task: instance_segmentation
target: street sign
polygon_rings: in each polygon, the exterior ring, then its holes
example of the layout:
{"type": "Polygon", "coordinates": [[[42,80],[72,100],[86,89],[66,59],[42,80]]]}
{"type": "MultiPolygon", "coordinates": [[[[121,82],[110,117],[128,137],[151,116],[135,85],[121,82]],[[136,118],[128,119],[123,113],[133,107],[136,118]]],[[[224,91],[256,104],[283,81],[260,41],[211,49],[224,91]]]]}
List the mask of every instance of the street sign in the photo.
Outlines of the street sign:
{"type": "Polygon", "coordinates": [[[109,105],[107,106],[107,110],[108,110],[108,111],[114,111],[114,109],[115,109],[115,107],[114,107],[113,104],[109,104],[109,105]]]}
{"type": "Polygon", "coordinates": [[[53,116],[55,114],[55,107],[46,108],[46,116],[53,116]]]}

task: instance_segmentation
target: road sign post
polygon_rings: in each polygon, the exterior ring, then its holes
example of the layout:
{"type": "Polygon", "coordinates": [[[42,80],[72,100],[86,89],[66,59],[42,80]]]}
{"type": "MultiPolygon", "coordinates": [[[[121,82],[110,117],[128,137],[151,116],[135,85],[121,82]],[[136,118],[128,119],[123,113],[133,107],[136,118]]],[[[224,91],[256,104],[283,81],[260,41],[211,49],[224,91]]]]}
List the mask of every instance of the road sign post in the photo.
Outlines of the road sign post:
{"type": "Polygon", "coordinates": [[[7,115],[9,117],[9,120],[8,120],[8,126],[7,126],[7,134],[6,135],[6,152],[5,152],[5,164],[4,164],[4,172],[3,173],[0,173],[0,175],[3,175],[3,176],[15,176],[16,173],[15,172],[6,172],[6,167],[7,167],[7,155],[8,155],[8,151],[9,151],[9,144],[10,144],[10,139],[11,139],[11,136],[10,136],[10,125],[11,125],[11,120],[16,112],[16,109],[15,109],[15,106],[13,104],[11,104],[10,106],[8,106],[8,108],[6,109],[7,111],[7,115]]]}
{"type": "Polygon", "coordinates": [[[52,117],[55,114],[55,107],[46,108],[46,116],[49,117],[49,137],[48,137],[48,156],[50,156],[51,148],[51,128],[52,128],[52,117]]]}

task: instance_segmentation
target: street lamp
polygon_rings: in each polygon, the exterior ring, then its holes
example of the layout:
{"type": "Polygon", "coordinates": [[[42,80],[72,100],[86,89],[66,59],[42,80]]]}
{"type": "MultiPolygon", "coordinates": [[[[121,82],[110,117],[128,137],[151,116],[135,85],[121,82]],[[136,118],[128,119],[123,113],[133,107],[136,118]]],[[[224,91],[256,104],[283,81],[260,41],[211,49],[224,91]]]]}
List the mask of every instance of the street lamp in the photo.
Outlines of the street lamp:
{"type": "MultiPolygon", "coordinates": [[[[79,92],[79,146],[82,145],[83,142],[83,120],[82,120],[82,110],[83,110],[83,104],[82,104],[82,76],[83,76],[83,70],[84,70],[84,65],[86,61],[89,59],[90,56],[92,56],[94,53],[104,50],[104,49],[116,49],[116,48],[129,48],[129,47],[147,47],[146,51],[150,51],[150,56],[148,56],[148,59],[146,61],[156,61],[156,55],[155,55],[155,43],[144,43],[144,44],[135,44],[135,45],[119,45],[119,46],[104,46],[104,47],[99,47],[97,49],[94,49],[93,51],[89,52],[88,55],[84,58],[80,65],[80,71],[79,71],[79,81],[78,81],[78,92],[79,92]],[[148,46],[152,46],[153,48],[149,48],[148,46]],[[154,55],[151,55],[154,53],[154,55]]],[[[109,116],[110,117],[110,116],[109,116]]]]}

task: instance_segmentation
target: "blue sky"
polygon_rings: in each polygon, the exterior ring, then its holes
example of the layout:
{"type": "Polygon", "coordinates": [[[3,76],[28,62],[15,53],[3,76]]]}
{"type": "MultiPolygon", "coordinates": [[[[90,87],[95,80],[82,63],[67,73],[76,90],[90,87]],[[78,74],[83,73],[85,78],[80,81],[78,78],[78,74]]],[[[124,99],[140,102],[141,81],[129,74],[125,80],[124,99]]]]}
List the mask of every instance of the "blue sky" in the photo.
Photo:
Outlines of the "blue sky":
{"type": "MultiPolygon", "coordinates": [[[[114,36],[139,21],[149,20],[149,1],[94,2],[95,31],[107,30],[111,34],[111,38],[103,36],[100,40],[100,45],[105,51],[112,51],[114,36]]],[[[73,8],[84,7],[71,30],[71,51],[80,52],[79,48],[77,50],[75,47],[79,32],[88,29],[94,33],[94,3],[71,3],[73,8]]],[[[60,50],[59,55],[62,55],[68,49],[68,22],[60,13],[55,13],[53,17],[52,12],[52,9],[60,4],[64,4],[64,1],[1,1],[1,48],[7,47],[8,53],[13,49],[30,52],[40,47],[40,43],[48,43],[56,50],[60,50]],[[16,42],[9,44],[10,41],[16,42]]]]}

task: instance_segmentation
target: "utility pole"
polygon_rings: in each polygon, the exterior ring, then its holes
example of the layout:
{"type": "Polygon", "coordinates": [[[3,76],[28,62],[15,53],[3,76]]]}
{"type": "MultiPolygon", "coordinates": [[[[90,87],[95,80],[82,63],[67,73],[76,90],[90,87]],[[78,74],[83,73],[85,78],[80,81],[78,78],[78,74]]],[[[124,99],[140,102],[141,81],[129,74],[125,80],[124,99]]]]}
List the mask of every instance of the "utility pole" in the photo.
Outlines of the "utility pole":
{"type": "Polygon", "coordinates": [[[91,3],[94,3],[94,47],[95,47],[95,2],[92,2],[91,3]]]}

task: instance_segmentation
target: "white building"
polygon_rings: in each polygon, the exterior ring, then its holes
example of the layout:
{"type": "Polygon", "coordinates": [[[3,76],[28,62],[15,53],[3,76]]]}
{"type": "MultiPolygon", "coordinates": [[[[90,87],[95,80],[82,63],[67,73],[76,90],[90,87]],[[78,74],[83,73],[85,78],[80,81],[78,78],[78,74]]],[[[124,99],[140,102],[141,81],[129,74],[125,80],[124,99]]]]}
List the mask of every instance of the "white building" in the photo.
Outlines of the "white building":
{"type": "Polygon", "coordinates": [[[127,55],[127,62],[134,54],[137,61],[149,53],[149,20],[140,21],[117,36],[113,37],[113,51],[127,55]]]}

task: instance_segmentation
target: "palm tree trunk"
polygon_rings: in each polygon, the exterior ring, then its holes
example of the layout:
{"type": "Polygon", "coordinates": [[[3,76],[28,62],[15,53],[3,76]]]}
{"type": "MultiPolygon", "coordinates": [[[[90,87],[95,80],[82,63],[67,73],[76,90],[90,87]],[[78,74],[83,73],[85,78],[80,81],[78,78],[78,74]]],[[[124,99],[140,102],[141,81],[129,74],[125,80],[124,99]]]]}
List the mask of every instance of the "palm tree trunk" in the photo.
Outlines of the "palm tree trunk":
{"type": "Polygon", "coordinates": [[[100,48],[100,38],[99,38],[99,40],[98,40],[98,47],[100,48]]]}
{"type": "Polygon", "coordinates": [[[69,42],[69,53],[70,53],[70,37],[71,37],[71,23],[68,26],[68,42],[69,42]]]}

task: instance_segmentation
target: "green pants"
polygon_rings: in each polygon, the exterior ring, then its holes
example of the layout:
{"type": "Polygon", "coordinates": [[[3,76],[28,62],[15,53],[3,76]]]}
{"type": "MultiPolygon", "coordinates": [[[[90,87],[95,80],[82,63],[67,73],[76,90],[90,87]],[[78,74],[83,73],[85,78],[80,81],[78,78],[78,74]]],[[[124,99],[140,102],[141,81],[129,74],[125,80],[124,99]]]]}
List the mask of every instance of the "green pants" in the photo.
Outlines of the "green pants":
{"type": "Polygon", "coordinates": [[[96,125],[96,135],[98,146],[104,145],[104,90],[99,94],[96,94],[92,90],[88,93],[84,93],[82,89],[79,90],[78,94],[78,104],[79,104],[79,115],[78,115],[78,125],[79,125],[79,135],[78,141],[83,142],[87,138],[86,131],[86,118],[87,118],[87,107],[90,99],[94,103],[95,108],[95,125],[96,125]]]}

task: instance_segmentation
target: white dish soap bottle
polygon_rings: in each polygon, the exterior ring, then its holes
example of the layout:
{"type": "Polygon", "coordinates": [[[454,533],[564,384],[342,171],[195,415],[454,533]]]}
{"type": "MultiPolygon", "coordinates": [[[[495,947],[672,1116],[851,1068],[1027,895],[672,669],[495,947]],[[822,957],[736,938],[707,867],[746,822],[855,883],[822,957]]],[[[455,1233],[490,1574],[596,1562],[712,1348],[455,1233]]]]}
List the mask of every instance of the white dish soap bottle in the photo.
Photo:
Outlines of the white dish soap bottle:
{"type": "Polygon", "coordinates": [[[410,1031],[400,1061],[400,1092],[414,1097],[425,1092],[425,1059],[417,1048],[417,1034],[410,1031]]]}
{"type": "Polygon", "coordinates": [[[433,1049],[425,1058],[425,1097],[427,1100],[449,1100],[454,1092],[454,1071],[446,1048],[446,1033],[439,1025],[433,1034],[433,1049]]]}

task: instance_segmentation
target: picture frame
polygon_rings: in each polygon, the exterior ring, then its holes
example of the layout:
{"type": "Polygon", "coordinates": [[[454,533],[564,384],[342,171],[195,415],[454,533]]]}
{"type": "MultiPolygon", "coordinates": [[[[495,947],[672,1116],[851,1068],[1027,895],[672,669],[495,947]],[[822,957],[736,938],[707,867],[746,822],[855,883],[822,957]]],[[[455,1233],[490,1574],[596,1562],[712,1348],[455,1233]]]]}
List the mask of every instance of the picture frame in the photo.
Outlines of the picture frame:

============================================================

Among the records above, find the lines where the word "target" appears and copy them.

→ ANSWER AREA:
target: street sign
target: road sign post
target: street lamp
target: "blue sky"
target: "utility pole"
target: "white building"
target: "palm tree trunk"
target: "green pants"
target: white dish soap bottle
target: picture frame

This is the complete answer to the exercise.